■ **Your goal**
Please count the lines in the entries below that contain the string "board", with uppercase and lowercase treated as different. Reply with the number alone.

■ **Material shown**
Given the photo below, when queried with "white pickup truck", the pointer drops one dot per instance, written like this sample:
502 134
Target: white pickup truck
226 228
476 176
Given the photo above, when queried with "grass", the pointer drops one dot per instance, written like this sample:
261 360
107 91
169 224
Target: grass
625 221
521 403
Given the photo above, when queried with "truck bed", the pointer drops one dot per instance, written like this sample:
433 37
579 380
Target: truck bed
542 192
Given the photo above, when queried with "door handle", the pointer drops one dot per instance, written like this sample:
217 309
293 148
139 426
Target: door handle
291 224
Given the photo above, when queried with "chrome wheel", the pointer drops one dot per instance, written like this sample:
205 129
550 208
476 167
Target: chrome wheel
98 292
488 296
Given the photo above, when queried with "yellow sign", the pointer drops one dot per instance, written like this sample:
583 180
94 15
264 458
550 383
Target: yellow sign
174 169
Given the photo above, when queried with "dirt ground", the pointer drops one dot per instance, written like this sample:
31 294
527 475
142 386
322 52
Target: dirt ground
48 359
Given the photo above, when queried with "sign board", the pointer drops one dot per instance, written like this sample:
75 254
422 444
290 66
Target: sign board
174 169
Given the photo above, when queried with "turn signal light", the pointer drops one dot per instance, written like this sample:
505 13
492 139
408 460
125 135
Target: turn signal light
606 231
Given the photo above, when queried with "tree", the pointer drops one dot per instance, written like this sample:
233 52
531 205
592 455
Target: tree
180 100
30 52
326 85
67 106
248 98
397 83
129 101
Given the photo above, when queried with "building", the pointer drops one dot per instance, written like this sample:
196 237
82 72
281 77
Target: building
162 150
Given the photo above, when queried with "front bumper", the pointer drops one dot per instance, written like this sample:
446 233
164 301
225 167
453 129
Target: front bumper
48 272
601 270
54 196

■ **Exercise answer**
2